— START OF SOURCE —

When the callers of parallel processing machine are sloppy with their
messages, make sure the output is terminated with LF after one child
process is handled. This will not mess with the internal state of the
output, i.e. after all messages for one child process are process
including the callbacks as well as the actual output of the child
we may add an LF if the output is not ended with an LF.

Signed-off-by: Stefan Beller <sbeller@google.com>
---

>From a discussion on a later patch, Jonathan said:
> It looks like pp_start_one takes the content of err without adding
> a \n.  That's a bug in pp_start_one and pp_collect_finished IMHO.

 run-command.c          | 17 +++++++++++++++--
 t/t0061-run-command.sh | 26 ++++++++++++++++++++++++++
 test-run-command.c     | 18 ++++++++++++++++++
 3 files changed, 59 insertions(+), 2 deletions(-)

diff --git a/run-command.c b/run-command.c
index d03ecaa..8abaae4 100644
--- a/run-command.c
+++ b/run-command.c
@@ -897,6 +897,7 @@ struct parallel_processes {
 	struct pollfd *pfd;
 
 	unsigned shutdown : 1;
+	unsigned ended_with_newline: 1;
 
 	int output_owner;
 	struct strbuf buffered_output; /* of finished children */
@@ -979,6 +980,7 @@ static void pp_init(struct parallel_processes *pp,
 	pp->nr_processes = 0;
 	pp->output_owner = 0;
 	pp->shutdown = 0;
+	pp->ended_with_newline = 1;
 	pp->children = xcalloc(n, sizeof(*pp->children));
 	pp->pfd = xcalloc(n, sizeof(*pp->pfd));
 	strbuf_init(&pp->buffered_output, 0);
@@ -1053,6 +1055,7 @@ static int pp_start_one(struct parallel_processes *pp)
 					 pp->data,
 					 &pp->children[i].data);
 		strbuf_addbuf(&pp->buffered_output, &pp->children[i].err);
+		strbuf_addch(&pp->buffered_output, '\n');
 		strbuf_reset(&pp->children[i].err);
 		if (code)
 			pp->shutdown = 1;
@@ -1095,9 +1098,11 @@ static void pp_buffer_stderr(struct parallel_processes *pp, int output_timeout)
 static void pp_output(struct parallel_processes *pp)

— END OF SOURCE —
— START OF MATERIAL SUPPLIED —

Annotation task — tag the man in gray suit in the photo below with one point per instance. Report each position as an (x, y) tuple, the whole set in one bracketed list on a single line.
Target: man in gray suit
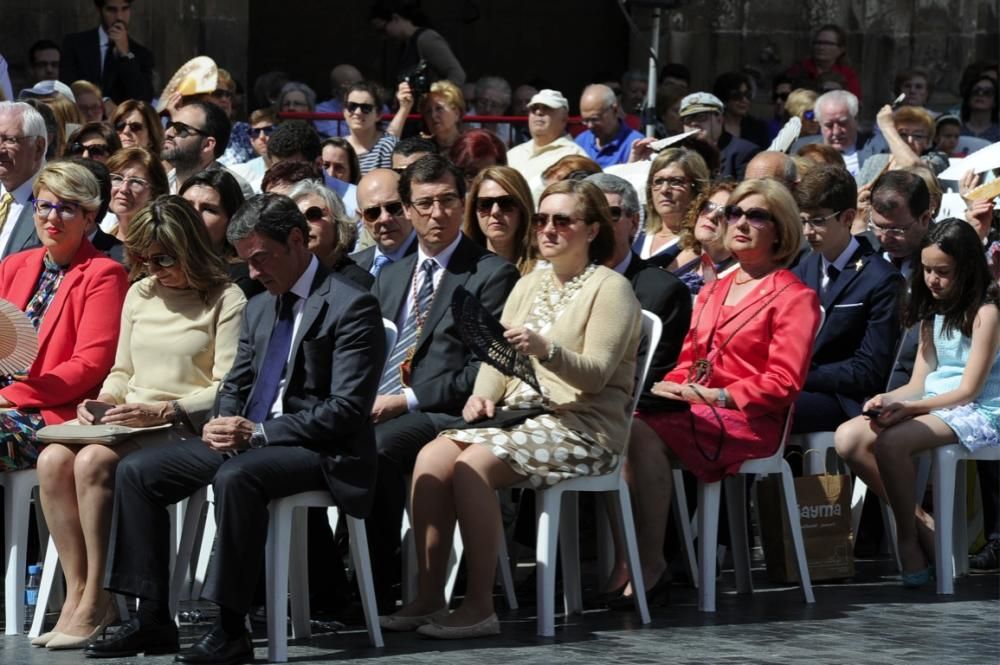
[(430, 373), (23, 141)]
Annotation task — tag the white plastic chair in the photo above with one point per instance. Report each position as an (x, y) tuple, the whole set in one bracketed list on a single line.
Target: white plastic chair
[(17, 488), (557, 514), (287, 534), (950, 538)]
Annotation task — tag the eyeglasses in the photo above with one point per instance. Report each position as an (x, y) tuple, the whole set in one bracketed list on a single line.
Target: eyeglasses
[(11, 141), (711, 208), (446, 201), (136, 185), (484, 205), (184, 130), (313, 213), (893, 231), (756, 217), (371, 214), (93, 150), (134, 127), (66, 210), (365, 108), (819, 222), (541, 220), (672, 182), (161, 260)]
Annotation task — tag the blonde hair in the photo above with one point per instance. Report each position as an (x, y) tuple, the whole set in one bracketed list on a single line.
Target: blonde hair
[(784, 211), (173, 223), (71, 182)]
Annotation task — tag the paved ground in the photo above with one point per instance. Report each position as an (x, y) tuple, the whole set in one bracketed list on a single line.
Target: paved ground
[(869, 621)]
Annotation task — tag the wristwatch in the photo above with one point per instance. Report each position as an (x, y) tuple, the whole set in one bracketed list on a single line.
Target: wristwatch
[(258, 439), (722, 399)]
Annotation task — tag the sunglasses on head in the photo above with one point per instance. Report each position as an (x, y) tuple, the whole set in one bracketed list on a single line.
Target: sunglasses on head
[(394, 208), (756, 217), (161, 260), (484, 205), (559, 220), (313, 213), (365, 108), (92, 150), (134, 127)]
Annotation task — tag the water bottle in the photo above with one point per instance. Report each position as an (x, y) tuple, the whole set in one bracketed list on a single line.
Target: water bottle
[(31, 593)]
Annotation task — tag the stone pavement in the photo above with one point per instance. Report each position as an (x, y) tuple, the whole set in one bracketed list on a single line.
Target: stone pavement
[(870, 620)]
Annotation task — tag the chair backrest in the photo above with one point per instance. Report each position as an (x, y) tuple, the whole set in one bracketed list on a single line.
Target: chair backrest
[(652, 328), (390, 337)]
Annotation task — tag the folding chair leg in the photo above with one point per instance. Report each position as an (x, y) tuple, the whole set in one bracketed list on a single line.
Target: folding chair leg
[(708, 535), (795, 525)]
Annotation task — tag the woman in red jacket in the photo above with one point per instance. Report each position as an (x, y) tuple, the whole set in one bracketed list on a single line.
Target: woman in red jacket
[(72, 294), (742, 365)]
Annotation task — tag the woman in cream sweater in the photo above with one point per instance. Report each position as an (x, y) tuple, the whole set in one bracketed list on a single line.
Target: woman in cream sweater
[(179, 332), (580, 323)]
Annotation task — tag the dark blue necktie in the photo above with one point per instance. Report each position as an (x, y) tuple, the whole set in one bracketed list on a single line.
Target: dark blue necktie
[(273, 368)]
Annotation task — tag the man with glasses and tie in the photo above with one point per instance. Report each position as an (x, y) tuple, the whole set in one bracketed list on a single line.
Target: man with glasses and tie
[(381, 212), (291, 416), (430, 371), (23, 140), (859, 292), (108, 57)]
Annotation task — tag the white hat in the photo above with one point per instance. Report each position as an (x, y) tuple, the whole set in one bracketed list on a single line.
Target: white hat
[(46, 88), (551, 98)]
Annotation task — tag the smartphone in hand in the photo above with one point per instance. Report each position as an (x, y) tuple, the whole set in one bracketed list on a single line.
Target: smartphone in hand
[(97, 409)]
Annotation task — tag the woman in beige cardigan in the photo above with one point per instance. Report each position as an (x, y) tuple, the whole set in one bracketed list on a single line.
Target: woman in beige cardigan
[(580, 323), (179, 332)]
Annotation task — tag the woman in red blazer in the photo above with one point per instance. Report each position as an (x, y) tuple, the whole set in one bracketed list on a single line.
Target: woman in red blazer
[(742, 365), (73, 296)]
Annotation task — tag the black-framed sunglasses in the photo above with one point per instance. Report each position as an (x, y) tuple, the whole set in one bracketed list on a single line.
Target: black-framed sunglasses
[(184, 130), (372, 213), (507, 203), (756, 217), (93, 150), (354, 106), (161, 260), (134, 127)]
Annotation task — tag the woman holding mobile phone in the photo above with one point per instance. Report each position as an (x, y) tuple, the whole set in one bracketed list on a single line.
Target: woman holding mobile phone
[(953, 395), (179, 332)]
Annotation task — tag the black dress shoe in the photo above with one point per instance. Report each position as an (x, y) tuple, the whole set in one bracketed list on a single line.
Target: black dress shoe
[(217, 647), (132, 639)]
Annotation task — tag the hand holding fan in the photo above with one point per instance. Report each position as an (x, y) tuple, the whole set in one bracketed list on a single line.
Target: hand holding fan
[(483, 334)]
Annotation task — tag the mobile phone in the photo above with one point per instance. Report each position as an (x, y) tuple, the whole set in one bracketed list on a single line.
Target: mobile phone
[(97, 409)]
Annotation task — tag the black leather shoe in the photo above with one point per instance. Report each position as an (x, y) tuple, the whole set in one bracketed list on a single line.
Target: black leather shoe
[(132, 639), (218, 648)]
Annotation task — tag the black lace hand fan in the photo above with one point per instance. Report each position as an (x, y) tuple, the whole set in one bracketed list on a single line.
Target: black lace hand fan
[(483, 334)]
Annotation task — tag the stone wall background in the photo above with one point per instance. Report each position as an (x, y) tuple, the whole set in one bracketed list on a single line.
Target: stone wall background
[(565, 42)]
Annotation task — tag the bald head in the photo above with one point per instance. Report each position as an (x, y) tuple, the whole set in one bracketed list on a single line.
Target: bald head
[(599, 111), (772, 164), (381, 209)]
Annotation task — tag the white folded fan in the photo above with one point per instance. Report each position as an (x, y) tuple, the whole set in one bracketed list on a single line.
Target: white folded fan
[(73, 433)]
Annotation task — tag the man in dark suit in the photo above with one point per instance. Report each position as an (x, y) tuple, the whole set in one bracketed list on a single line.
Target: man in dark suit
[(430, 373), (22, 152), (859, 292), (107, 57), (291, 416), (657, 290), (382, 214)]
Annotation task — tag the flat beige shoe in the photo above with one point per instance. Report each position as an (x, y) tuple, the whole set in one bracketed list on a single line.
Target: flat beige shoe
[(485, 628), (398, 624), (43, 639)]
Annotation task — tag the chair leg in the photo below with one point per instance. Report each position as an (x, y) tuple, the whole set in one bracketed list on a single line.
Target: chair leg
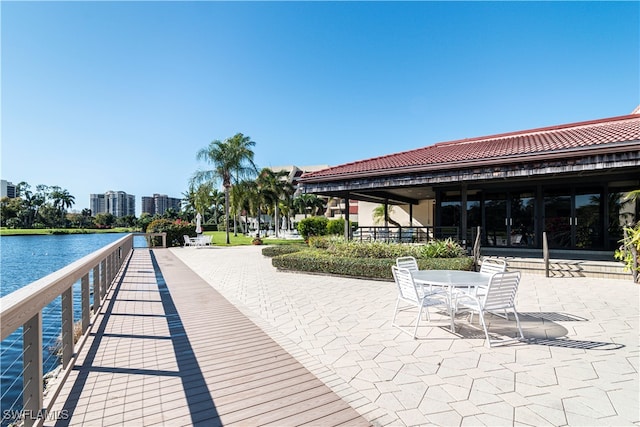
[(515, 313), (395, 312), (415, 330), (484, 326)]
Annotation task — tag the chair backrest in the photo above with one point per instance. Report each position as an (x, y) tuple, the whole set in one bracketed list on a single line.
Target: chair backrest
[(501, 292), (407, 262), (493, 265), (406, 286)]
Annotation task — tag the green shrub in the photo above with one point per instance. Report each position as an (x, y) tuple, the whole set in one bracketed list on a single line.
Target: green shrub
[(336, 226), (357, 249), (313, 226), (314, 261), (174, 229), (320, 242), (447, 248)]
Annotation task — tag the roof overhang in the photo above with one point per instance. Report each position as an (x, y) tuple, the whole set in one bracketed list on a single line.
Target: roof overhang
[(411, 185)]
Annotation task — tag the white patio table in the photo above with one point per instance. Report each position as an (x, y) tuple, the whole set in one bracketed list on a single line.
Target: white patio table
[(451, 279)]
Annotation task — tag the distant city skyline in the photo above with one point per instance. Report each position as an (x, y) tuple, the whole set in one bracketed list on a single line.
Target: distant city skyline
[(122, 95)]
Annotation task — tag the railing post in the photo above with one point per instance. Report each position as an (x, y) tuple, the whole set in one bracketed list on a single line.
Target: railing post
[(103, 280), (32, 368), (67, 326), (85, 302)]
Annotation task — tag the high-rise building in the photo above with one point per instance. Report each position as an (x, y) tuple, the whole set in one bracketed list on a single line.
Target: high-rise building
[(159, 203), (7, 189), (97, 204), (117, 203)]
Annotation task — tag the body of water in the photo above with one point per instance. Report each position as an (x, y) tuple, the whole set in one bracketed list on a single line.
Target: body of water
[(24, 259)]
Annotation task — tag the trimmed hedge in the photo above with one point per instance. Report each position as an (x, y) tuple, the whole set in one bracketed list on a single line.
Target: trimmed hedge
[(314, 261), (271, 251)]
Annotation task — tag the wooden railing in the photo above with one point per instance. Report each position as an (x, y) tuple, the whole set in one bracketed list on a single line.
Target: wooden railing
[(23, 307)]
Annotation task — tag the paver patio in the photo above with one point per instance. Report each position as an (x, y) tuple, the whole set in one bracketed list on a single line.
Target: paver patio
[(578, 366)]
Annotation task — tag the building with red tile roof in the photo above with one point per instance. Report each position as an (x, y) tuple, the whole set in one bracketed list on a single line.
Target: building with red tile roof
[(566, 180)]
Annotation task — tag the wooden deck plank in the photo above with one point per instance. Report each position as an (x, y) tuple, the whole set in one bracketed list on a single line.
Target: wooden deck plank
[(169, 349)]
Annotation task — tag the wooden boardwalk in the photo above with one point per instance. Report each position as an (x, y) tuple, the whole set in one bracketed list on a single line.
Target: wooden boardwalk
[(167, 349)]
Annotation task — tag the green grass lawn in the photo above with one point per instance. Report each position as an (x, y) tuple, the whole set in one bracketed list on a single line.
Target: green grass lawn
[(219, 238)]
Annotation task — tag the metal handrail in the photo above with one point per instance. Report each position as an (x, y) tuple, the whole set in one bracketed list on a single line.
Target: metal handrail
[(405, 234)]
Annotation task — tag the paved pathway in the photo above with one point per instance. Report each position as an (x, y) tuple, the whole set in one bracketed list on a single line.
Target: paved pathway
[(578, 367), (169, 350)]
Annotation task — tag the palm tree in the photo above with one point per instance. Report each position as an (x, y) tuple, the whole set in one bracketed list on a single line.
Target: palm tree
[(308, 203), (274, 187), (383, 213), (231, 155)]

— END OF MATERIAL SUPPLIED —

▸ REQUIREMENT 1:
Which files does the patch list in its summary of changed files?
▸ REQUIREMENT 2:
Can you rewrite the part of the patch that begins at "When the callers" and stops after "with an LF.", changing every "LF" to "newline"?

▸ TASK ANSWER 1:
run-command.c
t/t0061-run-command.sh
test-run-command.c

▸ TASK ANSWER 2:
When the callers of parallel processing machine are sloppy with their
messages, make sure the output is terminated with newline after one child
process is handled. This will not mess with the internal state of the
output, i.e. after all messages for one child process are process
including the callbacks as well as the actual output of the child
we may add an newline if the output is not ended with an newline.